**VOTRE CONSIGNE:** Recopiez intégralement l'extrait consacré au jeu Oddworld La Fureur de l'Etranger, sans rien y changer.

**EXTRAIT FOURNI:**
Contrairement aux précédents jeux Oddworld, La Fureur de l'Etranger propose deux systèmes de caméra entre lesquels il est possible d'alterner à tout moment. Il y a d'abord la vue classique à la troisième personne proposant une meilleure visibilité pour les phases de plates-formes. Mais il y a surtout une vue à la première personne, transformant logiquement le jeu en véritable FPS lors des affrontements contre les nombreux bandits à appréhender. Notez d'ailleurs qu'il est possible de ramener ces derniers morts ou vifs, pour récolter plus ou moins d'argent. L'argent, c'est évidemment la principale motivation de l'Etranger pour enfiler contrat sur contrat. La raison de cet appât du gain reste assez mystérieuse au départ, mais elle finit bien entendu par être révélée. Attendez-vous à une petite surprise à ce niveau, une de plus dans l'univers farfelu, mais pas si idiot, d'Oddworld.
Concernant cette adaptation, le travail effectué est très propre. Bien sûr, on perd un peu de précision et de confort avec la maniabilité tactile, mais ce n'est pas non plus dramatique puisque le titre reste jouable. Attention toutefois, quelques pics de difficulté sont à noter, et s'occuperont de faire le tri entre les joueurs patients et les autres. Dans un sens, ces passages délicats nous rappellent que le jeu a dix ans. Et qu'en une décennie, les habitudes des joueurs ont bien changé. A l'époque, les développeurs ne prémâchaient pas le gameplay pour des joueurs trop pressés d'avancer. Il faudra donc parfois prendre le temps de trouver sa route ou encore s'attarder sur le comportement d'un boss pour finalement trouver son point faible.

**DONNÉES ÉTUDIÉES:**
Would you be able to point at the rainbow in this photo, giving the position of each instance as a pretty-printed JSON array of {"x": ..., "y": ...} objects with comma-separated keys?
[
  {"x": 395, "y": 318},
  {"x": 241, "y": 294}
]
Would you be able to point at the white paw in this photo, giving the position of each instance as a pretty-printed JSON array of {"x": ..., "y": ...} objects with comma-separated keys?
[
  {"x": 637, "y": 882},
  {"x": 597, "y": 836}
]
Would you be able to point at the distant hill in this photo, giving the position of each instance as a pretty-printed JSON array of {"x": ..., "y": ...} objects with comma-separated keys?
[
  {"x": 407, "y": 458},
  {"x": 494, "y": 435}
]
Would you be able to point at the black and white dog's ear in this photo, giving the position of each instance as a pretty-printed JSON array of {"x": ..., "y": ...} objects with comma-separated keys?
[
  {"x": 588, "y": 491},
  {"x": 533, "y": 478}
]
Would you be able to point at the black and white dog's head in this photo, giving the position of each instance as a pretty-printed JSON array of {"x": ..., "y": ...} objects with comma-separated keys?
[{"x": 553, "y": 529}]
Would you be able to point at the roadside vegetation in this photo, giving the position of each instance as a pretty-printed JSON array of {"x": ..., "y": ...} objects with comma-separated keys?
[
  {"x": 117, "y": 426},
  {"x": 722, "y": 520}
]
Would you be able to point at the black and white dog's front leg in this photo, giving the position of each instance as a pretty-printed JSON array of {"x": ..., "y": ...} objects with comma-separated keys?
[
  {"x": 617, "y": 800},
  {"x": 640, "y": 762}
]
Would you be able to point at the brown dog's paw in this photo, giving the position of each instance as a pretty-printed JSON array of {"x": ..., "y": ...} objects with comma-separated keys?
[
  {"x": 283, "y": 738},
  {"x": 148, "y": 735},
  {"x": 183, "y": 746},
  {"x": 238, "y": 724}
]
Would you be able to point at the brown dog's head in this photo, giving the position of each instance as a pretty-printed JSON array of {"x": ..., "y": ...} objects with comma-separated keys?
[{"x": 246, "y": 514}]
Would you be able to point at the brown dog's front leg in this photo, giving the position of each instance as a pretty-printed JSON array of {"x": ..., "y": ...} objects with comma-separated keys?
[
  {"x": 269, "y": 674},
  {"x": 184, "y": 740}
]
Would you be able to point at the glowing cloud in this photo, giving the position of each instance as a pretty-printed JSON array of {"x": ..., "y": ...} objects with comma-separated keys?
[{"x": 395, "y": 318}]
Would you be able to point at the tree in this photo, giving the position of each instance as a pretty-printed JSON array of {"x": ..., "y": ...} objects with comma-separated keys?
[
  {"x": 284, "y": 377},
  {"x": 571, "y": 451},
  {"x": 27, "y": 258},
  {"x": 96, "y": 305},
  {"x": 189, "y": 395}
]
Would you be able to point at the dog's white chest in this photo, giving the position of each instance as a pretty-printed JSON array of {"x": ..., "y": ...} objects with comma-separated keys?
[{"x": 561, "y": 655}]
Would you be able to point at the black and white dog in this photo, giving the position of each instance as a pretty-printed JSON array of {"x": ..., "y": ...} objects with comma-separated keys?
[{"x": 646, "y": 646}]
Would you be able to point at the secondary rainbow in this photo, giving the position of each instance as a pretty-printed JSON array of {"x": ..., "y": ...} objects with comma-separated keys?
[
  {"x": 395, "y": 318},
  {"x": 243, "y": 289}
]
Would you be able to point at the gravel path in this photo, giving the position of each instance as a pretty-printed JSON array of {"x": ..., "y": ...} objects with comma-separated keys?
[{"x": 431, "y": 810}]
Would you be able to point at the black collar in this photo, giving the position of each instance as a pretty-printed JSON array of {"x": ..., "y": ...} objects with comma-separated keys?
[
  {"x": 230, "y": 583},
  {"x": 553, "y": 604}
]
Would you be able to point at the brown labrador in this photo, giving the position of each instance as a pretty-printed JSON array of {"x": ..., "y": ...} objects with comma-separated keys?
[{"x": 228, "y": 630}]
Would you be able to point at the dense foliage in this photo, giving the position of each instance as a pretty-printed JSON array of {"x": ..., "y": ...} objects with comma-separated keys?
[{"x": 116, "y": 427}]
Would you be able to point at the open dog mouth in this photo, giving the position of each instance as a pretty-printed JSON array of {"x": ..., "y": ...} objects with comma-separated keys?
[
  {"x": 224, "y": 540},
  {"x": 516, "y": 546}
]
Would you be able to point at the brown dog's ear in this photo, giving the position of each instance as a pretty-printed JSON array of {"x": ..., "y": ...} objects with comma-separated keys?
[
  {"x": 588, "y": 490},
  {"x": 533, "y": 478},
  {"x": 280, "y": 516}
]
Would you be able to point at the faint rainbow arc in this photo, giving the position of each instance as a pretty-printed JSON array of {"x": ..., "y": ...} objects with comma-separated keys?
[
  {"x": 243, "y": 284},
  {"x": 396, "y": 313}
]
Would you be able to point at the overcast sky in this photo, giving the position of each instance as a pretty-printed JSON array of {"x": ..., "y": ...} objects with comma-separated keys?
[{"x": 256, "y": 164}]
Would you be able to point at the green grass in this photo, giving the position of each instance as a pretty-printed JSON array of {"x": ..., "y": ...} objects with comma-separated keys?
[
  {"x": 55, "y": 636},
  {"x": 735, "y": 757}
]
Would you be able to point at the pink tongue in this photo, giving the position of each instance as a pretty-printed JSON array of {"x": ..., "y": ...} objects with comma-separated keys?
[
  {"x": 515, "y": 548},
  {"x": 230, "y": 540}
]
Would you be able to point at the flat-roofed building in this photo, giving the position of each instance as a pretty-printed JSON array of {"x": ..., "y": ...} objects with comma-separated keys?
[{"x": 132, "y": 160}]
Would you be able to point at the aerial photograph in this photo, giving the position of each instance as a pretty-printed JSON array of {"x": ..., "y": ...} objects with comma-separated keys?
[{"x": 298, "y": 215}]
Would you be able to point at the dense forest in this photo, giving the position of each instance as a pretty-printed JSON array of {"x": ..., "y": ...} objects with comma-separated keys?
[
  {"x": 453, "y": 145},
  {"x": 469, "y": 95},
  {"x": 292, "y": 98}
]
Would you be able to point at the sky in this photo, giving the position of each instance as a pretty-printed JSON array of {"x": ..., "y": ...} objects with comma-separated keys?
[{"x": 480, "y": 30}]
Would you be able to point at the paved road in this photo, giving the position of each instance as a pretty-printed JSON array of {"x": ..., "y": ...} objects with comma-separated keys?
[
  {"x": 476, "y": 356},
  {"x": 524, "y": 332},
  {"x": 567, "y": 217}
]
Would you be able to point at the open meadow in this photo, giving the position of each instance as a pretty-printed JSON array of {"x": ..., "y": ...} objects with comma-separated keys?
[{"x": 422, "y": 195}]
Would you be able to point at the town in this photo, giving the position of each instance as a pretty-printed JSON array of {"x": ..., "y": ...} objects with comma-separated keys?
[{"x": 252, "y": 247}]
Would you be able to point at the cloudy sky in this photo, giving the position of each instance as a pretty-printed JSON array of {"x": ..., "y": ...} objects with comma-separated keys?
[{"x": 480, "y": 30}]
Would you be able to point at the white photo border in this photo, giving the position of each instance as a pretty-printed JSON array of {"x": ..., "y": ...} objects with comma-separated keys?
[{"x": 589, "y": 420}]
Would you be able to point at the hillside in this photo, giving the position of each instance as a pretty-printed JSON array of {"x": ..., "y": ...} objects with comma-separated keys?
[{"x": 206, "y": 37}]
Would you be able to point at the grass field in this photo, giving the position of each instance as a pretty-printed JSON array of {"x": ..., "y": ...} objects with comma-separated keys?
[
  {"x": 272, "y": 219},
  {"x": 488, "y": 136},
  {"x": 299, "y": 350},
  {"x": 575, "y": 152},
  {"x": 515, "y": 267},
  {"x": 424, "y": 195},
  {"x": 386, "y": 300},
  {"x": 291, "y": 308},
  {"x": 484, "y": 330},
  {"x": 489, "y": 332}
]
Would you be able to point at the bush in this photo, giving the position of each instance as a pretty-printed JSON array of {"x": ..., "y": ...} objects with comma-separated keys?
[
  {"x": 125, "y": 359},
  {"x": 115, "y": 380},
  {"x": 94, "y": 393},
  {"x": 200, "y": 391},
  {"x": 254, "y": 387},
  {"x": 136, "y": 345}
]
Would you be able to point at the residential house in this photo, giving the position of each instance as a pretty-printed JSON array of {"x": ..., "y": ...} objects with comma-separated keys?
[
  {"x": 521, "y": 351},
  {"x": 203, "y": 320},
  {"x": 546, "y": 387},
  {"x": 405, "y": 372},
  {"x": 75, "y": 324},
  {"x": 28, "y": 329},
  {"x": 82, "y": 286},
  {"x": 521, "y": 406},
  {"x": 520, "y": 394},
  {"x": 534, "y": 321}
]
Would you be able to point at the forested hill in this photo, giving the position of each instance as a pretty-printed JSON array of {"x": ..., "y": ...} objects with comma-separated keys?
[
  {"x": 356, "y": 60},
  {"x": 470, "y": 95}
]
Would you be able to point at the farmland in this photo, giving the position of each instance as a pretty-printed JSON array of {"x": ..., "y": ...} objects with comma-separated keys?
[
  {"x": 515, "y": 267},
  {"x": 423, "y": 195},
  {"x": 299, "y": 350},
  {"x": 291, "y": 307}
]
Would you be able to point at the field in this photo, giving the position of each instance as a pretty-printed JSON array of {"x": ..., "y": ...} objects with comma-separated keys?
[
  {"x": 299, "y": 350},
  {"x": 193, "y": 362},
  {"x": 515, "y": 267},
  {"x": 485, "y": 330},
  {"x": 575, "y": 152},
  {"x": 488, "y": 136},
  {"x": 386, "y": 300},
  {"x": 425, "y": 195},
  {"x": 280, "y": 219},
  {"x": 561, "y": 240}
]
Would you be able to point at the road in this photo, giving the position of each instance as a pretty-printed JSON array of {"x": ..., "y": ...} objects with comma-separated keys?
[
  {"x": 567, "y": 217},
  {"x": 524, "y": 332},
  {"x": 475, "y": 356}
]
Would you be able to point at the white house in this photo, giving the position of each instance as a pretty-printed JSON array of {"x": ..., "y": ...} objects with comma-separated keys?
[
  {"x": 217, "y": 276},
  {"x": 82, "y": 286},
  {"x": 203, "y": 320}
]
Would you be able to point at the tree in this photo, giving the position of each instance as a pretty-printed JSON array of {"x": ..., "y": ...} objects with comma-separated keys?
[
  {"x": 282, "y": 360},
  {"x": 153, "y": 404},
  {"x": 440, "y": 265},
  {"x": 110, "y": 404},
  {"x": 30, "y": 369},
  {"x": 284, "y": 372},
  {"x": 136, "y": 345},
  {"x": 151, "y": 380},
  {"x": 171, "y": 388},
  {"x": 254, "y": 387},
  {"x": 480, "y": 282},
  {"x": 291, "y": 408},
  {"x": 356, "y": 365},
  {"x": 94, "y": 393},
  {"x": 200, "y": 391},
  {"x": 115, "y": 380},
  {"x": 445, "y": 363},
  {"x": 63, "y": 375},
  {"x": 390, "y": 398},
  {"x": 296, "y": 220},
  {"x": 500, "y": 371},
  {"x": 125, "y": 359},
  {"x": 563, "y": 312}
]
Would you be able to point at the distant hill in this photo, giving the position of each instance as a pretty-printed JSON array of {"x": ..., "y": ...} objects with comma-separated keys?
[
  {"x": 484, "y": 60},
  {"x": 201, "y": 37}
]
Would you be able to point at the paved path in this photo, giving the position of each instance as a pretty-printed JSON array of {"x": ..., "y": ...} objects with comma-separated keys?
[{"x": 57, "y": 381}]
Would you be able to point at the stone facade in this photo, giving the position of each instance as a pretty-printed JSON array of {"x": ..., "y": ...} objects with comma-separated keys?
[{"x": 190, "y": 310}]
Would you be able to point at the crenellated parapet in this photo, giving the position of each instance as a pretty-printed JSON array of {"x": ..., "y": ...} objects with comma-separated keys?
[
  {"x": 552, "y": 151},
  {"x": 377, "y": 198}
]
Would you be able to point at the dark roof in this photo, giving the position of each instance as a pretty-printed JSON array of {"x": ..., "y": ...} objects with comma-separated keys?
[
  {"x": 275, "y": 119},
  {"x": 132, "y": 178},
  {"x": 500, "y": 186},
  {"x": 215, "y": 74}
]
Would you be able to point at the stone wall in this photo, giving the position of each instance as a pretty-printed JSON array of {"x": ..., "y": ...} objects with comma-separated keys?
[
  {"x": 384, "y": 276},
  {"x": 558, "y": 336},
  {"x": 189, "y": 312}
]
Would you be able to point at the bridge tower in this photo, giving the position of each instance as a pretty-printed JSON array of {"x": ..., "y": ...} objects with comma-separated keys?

**ZONE DE RÉPONSE:**
Contrairement aux précédents jeux Oddworld, La Fureur de l'Etranger propose deux systèmes de caméra entre lesquels il est possible d'alterner à tout moment. Il y a d'abord la vue classique à la troisième personne proposant une meilleure visibilité pour les phases de plates-formes. Mais il y a surtout une vue à la première personne, transformant logiquement le jeu en véritable FPS lors des affrontements contre les nombreux bandits à appréhender. Notez d'ailleurs qu'il est possible de ramener ces derniers morts ou vifs, pour récolter plus ou moins d'argent. L'argent, c'est évidemment la principale motivation de l'Etranger pour enfiler contrat sur contrat. La raison de cet appât du gain reste assez mystérieuse au départ, mais elle finit bien entendu par être révélée. Attendez-vous à une petite surprise à ce niveau, une de plus dans l'univers farfelu, mais pas si idiot, d'Oddworld.
Concernant cette adaptation, le travail effectué est très propre. Bien sûr, on perd un peu de précision et de confort avec la maniabilité tactile, mais ce n'est pas non plus dramatique puisque le titre reste jouable. Attention toutefois, quelques pics de difficulté sont à noter, et s'occuperont de faire le tri entre les joueurs patients et les autres. Dans un sens, ces passages délicats nous rappellent que le jeu a dix ans. Et qu'en une décennie, les habitudes des joueurs ont bien changé. A l'époque, les développeurs ne prémâchaient pas le gameplay pour des joueurs trop pressés d'avancer. Il faudra donc parfois prendre le temps de trouver sa route ou encore s'attarder sur le comportement d'un boss pour finalement trouver son point faible.